Llorar no nos hace frágiles, sino que demuestra nuestra humanidad. No ser capaz de contener las lágrimas interpretando una canción es ofrecerle al público y a una misma la experiencia más real y más humana que se puede mostrar. Sucedió hace unos días y fue una vivencia impresionante.
¿Qué representa «Every minute» en su discografía? ¿Qué ha dejado en él y qué le ha otorgado su final?
No concibo la publicación de un disco como un final, sino más bien como el inicio de una etapa que, con suerte, no concluirá nunca. Tanto «Every minute» como cualquier trabajo anterior son piezas de una misma vida, descripciones de los recorridos y del aprendizaje. En todos ellos dejamos algo de nosotros, y todos ellos nos enseñan a seguir viviendo.
Le sienta muy bien a «Every minute» el blanco y negro de la portada, su dibujo, el toque artesanal.
Es obra de Ramon M. Zabalegi, que ha sabido plasmar perfectamente la urgencia, la fuerza y la sinceridad del disco.
¿En directo, defiende el disco en solitario?
No si puedo evitarlo. Me gusta tocar en formato solitario, pero el repertorio y las sensaciones, evidentemente, son diferentes.

● **TAREA ASIGNADA 1**: Devuelve el fragmento de la entrevista que va desde «No concibo la» hasta «a seguir viviendo.», este incluido, sin alterar nada.
● **TAREA ASIGNADA 2**: Según la entrevista, ¿quién hizo la portada de «Every minute»?
● **TAREA ASIGNADA 3**: Explica, a partir de la entrevista, por qué la persona entrevistada no ve la publicación de un disco como un final.
Los registros son material aparte, independiente de la entrevista.

● **INFORMACIÓN PROPORCIONADA**:
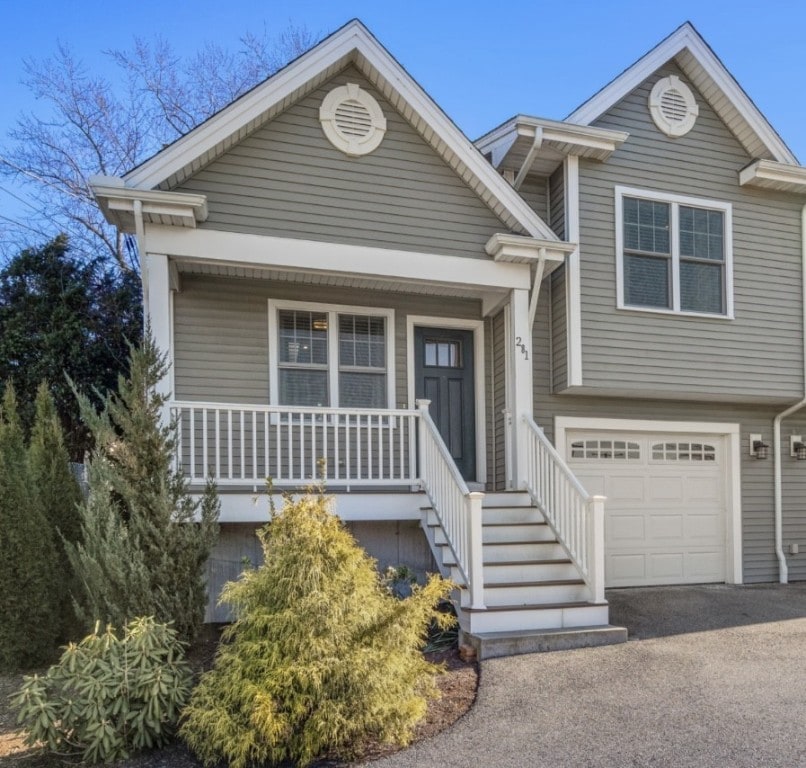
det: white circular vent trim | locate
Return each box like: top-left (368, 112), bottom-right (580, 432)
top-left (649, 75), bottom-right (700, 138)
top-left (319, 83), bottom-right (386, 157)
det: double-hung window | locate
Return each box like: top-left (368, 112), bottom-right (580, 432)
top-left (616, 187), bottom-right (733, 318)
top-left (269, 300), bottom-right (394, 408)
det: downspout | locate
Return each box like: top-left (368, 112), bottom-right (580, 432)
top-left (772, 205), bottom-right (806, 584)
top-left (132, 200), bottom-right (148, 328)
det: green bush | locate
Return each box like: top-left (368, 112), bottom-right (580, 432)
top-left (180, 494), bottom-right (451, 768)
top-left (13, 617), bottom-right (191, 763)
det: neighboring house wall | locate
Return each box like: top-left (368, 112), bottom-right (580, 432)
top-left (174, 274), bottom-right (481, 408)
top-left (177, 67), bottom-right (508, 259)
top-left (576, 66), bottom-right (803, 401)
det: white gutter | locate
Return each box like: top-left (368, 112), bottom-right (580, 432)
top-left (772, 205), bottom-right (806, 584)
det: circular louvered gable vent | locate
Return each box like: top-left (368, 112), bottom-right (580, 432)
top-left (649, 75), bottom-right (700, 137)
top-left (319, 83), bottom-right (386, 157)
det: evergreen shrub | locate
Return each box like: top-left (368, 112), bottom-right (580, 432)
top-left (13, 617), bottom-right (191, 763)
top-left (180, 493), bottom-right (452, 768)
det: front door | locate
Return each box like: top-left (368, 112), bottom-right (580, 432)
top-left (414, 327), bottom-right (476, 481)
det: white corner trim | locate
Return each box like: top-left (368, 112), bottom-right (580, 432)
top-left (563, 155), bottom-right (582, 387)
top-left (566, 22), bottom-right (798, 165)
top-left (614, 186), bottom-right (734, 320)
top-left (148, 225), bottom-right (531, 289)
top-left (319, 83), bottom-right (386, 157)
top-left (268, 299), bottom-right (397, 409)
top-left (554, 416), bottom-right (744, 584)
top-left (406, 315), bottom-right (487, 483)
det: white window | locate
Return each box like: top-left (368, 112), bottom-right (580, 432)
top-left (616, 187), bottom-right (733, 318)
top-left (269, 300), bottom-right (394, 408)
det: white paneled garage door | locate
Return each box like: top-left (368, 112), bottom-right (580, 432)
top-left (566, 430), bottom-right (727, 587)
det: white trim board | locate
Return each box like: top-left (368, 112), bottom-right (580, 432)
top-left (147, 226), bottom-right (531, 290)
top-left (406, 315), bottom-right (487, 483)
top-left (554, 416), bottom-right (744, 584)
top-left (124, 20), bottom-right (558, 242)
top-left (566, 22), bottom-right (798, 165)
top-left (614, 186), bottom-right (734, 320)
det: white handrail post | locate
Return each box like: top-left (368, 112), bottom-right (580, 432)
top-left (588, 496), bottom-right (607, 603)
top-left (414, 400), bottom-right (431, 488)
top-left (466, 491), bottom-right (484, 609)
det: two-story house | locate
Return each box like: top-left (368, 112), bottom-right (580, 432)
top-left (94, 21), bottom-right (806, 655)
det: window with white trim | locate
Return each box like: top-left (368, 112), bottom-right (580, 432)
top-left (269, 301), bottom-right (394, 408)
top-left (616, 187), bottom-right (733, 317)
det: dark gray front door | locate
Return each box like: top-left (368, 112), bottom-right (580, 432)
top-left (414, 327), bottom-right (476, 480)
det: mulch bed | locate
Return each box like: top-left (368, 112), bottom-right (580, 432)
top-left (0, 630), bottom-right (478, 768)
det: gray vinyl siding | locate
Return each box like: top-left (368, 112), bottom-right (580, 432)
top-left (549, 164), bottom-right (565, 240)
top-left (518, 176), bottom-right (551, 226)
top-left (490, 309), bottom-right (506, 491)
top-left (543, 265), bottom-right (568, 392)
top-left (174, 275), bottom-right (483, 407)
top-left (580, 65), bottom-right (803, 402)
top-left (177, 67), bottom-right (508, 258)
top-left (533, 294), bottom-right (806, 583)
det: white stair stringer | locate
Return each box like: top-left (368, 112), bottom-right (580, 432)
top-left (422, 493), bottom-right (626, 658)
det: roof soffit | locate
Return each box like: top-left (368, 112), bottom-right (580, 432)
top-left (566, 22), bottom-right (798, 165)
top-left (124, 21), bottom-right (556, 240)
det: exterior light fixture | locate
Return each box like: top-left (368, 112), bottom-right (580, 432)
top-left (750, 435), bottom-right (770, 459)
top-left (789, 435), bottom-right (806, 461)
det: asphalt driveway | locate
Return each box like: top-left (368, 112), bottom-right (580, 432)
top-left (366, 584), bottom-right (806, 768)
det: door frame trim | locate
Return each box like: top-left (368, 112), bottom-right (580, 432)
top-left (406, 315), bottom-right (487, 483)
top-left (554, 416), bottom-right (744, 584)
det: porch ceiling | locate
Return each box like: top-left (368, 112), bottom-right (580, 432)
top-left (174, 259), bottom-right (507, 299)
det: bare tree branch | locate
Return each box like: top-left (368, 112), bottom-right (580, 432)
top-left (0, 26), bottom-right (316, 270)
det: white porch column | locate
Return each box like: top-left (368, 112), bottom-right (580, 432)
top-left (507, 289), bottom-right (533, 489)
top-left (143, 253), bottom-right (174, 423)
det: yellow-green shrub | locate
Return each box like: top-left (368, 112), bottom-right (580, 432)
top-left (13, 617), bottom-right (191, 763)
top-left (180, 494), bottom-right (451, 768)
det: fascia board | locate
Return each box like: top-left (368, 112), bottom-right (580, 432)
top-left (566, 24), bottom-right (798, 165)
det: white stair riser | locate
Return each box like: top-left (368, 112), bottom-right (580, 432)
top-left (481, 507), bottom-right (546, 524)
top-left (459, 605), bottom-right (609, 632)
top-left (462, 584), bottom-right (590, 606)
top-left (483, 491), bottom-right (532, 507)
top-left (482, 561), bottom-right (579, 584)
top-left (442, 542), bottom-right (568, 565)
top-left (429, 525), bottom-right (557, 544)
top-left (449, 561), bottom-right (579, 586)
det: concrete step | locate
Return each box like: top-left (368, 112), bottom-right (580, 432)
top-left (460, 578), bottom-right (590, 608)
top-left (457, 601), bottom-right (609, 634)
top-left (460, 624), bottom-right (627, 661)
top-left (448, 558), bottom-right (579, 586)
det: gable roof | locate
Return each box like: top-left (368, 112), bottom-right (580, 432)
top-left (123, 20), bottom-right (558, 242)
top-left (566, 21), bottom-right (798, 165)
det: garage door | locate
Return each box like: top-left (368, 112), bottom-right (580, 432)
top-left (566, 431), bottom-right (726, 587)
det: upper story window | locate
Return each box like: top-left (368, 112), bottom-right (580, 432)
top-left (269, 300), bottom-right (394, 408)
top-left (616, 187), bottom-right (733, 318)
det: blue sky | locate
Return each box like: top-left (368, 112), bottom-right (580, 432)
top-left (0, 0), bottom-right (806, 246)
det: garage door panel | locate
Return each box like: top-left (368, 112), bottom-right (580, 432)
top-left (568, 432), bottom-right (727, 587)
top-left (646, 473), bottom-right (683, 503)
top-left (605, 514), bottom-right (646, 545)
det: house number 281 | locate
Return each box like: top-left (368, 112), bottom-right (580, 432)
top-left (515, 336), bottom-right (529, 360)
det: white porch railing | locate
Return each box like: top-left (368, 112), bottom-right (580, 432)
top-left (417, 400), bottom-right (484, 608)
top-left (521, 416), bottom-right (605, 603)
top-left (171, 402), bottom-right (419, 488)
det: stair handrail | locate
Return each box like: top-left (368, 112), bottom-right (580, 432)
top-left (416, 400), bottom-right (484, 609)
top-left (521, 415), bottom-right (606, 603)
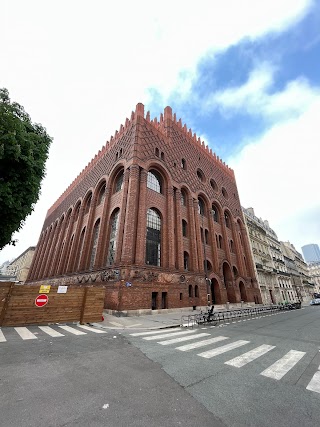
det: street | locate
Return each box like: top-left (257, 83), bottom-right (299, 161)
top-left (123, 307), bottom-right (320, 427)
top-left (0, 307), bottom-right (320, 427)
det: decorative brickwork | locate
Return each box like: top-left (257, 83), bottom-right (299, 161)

● **RESULTADO 1**:
No concibo la publicación de un disco como un final, sino más bien como el inicio de una etapa que, con suerte, no concluirá nunca. Tanto «Every minute» como cualquier trabajo anterior son piezas de una misma vida, descripciones de los recorridos y del aprendizaje. En todos ellos dejamos algo de nosotros, y todos ellos nos enseñan a seguir viviendo.

● **RESULTADO 2**: Ramon M. Zabalegi.

● **RESULTADO 3**: La persona entrevistada la concibe como el inicio de una etapa que, con suerte, no concluirá nunca. «Every minute» y los trabajos anteriores son piezas de una misma vida que describen los recorridos y el aprendizaje, y todos enseñan a seguir viviendo.